抜粋本文:
■ ■ ■ ■ ■ ■ ■
セント・クレア氏は報われなかった愛を胸に抱え、怠惰で絶望的に生きている 人間で、酒に溺れ、信仰心を持っていません。 姿こそ美しいものの、ヒステリックで病気だと言って寝込んでばかりいる妻マリーとの間も、うまくいっていません。マリーがそんな状態なので、家政を預かっているのは、セント・クレア氏のいとこにあたるオフィーリア嬢。

 

ある時、奴隷制に反対し、理想論ばかり唱えるオフィーリア嬢の前に、セント・クレア氏はトプシーという主人から虐待されていた黒人の少女を連れて来ました。トプシーは誰かが注意している時は何でもしっかりやりますが、ここではムチで打たれないので、段々手を抜くようになります。おまけに手癖が悪く、すぐ物を盗んだりするのです。

 

オフィーリア嬢が叱りつけると、トプシーは盗んだ物を次々と告白しました。ところが、トプシーが盗んだと言っていたものが、実際はなくなっておらず、困惑するオフィーリア嬢。
■ ■ ■ ■ ■ ■ ■
記録情報:
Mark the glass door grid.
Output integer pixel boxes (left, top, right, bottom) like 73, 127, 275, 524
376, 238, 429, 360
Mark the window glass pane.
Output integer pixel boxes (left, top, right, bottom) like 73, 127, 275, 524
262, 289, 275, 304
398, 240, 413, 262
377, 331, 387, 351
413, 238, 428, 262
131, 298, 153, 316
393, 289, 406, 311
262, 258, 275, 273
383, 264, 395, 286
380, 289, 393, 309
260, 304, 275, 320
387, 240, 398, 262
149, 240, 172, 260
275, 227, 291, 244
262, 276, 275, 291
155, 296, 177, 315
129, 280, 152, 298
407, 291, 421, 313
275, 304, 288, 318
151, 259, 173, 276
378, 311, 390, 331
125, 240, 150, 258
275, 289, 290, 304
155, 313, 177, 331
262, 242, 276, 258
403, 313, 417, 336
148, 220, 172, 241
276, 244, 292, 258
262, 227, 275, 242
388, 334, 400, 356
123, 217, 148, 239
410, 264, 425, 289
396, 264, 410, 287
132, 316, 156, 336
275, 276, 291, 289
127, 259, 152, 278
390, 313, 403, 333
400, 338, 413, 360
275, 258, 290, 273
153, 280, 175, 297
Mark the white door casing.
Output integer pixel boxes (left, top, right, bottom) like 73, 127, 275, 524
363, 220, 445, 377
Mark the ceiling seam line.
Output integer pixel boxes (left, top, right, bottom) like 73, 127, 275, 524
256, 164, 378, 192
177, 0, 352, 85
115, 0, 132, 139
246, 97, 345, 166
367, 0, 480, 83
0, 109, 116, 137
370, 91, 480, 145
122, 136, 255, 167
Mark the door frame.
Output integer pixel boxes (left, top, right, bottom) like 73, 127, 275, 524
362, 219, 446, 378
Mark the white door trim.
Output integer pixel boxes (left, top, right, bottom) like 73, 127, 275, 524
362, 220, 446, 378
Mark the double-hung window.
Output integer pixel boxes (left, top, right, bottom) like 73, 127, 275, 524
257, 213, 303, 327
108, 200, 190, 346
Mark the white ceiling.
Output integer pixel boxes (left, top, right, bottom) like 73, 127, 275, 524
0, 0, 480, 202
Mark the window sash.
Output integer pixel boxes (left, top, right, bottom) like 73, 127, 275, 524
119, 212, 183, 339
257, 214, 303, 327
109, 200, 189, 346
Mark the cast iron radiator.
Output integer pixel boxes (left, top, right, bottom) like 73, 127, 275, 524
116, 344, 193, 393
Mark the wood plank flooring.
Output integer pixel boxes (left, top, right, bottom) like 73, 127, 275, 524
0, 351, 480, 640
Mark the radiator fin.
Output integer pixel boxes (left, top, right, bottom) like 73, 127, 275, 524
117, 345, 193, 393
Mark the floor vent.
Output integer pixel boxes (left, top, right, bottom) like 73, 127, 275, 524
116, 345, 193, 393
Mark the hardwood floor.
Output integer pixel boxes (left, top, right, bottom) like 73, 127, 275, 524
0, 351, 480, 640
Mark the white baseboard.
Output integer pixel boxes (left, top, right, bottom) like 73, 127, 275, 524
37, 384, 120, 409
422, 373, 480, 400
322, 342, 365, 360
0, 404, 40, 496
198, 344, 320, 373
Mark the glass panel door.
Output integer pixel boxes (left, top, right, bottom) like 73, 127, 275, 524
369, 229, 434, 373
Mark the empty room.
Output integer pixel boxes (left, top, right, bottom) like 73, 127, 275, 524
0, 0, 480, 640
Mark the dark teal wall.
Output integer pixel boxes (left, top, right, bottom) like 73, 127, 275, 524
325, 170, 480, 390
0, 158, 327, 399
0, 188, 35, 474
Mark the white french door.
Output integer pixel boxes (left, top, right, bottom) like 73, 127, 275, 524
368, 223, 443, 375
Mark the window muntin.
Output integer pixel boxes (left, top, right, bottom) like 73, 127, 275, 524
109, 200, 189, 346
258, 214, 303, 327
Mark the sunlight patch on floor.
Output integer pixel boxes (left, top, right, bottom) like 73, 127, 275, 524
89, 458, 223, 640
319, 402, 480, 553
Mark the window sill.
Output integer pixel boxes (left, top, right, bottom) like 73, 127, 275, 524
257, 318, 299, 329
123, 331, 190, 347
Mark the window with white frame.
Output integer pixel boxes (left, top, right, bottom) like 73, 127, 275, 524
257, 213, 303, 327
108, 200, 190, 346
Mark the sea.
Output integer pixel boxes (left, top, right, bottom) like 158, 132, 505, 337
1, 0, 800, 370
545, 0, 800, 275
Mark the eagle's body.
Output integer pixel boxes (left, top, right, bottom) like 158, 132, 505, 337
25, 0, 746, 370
■ ■ ■ ■ ■ ■ ■
目標: セント・クレア氏の家についての抜粋で、家政を預かっているのは誰か。

結果: セント・クレア氏のいとこにあたるオフィーリア嬢。